** START OF Data excerpts **
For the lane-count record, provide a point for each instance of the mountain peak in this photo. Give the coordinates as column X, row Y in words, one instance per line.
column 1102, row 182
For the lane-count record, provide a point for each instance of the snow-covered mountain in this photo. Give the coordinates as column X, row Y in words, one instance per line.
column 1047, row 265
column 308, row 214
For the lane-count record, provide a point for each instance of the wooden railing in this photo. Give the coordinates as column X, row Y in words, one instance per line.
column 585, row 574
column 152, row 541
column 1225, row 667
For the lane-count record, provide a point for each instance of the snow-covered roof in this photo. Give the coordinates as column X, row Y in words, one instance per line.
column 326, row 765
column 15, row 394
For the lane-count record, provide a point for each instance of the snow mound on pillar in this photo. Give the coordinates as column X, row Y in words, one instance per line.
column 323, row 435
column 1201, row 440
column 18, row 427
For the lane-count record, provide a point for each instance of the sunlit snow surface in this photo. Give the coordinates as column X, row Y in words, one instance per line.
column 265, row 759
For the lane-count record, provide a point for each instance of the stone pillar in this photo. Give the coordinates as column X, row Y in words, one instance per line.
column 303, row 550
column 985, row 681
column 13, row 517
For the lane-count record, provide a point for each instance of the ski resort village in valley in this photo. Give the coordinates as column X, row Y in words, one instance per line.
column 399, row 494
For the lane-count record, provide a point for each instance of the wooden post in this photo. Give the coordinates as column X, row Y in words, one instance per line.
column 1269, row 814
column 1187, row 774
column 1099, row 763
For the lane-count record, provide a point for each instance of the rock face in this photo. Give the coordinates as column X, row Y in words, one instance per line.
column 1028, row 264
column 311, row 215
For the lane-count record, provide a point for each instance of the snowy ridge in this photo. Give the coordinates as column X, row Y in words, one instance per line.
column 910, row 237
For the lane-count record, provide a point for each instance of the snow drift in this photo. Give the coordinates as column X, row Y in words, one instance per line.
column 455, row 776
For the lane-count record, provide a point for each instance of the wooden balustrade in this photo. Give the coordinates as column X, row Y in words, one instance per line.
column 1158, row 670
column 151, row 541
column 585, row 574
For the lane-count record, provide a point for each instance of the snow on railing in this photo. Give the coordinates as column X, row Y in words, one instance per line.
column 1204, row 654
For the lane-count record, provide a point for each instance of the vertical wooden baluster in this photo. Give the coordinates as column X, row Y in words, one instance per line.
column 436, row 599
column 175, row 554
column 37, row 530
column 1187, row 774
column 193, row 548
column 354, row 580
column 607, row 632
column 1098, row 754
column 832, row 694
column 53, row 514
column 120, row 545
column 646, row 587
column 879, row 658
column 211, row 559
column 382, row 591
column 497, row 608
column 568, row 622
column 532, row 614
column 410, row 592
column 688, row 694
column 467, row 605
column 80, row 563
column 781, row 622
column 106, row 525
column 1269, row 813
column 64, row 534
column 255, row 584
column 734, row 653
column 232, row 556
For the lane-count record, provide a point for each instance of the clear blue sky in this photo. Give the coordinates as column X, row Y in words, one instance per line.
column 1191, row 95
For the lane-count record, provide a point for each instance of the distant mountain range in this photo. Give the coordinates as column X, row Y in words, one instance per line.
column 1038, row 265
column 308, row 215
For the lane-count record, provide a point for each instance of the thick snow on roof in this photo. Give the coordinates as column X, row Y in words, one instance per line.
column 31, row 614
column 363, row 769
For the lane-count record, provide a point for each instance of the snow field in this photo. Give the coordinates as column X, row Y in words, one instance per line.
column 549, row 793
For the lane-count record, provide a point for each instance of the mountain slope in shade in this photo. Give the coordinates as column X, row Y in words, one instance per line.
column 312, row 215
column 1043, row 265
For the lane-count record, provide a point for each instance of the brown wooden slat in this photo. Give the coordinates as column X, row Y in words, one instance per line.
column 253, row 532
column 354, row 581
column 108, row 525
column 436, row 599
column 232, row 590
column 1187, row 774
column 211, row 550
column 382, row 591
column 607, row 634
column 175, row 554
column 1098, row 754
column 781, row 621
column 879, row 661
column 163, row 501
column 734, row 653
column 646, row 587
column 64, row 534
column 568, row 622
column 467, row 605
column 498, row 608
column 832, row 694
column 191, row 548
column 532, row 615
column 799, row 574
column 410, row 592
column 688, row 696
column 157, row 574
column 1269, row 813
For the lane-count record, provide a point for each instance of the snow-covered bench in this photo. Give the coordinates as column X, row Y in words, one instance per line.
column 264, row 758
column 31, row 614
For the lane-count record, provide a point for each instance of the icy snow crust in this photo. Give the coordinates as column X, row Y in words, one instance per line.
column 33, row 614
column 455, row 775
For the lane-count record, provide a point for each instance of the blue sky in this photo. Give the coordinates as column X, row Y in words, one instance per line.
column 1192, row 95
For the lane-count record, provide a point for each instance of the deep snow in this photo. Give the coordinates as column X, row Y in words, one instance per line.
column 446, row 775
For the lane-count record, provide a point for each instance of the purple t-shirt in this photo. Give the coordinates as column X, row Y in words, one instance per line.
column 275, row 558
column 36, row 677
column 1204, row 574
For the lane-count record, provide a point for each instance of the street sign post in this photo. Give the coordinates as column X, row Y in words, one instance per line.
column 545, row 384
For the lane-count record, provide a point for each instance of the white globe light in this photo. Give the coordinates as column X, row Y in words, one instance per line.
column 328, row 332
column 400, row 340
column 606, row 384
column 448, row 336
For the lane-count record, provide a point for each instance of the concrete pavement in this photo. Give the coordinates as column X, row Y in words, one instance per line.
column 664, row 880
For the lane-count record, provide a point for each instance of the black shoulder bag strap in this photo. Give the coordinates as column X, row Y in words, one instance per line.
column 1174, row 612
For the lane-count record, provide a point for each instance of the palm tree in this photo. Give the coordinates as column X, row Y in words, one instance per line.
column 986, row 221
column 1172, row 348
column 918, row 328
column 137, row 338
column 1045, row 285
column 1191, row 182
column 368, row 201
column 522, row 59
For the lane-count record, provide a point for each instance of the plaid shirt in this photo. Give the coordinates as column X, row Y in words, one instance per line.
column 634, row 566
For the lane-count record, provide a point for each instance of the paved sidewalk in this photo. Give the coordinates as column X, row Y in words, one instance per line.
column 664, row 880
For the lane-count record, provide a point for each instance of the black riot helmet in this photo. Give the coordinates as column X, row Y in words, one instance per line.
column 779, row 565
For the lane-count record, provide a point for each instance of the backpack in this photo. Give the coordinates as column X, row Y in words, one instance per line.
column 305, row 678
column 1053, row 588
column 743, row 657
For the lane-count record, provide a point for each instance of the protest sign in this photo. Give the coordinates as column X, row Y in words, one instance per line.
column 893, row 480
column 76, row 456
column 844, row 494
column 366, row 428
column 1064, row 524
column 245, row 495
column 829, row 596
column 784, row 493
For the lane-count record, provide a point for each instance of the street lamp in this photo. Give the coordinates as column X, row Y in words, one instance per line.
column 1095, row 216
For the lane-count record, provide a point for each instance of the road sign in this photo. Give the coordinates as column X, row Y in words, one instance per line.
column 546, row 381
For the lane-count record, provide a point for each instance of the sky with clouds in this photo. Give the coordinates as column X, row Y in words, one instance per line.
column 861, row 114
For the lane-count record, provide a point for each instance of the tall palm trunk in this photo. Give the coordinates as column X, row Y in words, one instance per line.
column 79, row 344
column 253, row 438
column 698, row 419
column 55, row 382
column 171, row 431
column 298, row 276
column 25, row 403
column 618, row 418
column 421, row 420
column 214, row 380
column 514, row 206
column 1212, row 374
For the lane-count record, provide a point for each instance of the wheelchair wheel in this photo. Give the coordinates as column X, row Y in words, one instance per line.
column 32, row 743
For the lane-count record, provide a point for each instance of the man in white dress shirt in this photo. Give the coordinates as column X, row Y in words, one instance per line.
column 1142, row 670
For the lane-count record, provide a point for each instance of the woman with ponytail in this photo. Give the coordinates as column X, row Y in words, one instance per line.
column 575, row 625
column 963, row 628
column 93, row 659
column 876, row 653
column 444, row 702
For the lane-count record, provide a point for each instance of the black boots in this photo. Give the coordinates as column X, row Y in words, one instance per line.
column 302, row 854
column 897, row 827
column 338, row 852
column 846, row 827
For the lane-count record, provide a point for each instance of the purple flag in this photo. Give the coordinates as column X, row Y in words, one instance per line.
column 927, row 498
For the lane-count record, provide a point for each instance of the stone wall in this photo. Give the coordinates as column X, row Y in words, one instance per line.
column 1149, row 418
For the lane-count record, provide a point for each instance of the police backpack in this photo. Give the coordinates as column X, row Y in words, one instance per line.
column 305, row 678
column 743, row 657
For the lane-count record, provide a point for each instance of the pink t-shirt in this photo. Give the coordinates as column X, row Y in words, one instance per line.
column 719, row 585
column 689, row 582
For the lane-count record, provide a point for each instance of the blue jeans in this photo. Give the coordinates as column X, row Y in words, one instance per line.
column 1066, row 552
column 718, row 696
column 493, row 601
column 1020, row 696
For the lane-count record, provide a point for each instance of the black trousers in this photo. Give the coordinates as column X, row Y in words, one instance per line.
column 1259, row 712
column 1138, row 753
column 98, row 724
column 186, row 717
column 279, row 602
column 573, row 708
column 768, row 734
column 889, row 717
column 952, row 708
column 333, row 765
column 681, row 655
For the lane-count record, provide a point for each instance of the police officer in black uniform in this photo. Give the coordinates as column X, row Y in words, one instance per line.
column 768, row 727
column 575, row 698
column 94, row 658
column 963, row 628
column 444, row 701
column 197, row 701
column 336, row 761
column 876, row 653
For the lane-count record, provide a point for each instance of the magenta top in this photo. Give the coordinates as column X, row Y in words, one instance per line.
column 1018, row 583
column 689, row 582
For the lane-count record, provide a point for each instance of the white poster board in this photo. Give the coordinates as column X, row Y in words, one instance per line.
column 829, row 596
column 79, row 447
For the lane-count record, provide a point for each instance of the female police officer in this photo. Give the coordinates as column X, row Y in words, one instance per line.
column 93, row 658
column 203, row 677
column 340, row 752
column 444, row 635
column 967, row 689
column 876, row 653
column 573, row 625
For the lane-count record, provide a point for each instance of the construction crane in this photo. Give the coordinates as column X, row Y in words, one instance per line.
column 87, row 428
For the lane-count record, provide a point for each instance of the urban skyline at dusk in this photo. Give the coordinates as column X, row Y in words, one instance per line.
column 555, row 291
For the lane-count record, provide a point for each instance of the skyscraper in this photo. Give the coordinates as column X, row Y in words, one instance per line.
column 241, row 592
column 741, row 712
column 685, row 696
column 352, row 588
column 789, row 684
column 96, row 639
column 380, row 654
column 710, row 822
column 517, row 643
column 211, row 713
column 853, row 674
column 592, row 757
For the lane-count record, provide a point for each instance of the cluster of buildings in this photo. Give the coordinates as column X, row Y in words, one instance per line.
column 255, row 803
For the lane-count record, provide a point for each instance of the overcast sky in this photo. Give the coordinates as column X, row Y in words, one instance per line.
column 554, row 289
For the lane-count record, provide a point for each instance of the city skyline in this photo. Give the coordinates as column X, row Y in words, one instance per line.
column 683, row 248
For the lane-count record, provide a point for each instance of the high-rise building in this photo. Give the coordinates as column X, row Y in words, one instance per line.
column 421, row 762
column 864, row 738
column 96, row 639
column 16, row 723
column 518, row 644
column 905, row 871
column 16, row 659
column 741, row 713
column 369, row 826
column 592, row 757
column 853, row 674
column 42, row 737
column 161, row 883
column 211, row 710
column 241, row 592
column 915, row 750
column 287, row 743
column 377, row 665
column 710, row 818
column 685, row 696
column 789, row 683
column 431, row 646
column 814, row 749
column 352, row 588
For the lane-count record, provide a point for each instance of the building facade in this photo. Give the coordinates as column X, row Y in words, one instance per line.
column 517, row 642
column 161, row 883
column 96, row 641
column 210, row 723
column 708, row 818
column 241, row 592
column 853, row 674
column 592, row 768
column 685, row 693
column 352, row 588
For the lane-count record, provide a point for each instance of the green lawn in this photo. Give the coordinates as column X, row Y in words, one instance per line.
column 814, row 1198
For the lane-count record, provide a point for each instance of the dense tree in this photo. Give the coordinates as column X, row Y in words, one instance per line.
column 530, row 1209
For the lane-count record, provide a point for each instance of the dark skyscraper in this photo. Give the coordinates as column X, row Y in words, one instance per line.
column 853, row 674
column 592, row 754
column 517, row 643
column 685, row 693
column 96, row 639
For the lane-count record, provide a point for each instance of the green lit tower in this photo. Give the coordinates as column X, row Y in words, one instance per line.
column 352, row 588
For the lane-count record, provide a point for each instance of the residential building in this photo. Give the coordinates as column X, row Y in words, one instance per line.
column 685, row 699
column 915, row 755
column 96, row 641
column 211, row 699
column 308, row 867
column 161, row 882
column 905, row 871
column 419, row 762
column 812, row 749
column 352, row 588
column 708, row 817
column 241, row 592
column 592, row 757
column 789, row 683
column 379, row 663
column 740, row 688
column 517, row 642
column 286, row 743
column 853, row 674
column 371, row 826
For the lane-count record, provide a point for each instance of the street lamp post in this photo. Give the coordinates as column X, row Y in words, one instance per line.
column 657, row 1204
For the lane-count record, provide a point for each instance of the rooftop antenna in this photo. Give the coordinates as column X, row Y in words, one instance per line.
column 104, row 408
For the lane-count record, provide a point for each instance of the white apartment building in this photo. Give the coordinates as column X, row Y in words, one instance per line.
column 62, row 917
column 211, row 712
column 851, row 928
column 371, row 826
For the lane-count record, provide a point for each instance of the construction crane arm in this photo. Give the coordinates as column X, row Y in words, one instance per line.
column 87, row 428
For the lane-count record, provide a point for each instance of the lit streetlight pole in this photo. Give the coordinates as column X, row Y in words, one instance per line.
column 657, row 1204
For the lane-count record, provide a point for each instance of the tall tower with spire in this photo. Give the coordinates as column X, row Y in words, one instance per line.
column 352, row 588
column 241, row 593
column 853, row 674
** END OF Data excerpts **
*Aim*. Please reproduce the stretch of lines above, from the very first line through the line containing "column 1225, row 667", word for word and with both ends included.

*Answer to this task*.
For the lane-count record, provide a point for each instance of the mountain peak in this photo. Give the coordinates as column X, row Y in words, one instance per line.
column 1102, row 182
For the lane-count record, provide a point for each instance of the snow-covered mountain in this photo. Give the coordinates as column X, row Y in words, one instance per line.
column 1047, row 265
column 308, row 214
For the lane-count record, provide a point for each instance of the wooden railing in this photo. Give the coordinates as column X, row Y in words, one instance per line.
column 585, row 574
column 152, row 541
column 1225, row 667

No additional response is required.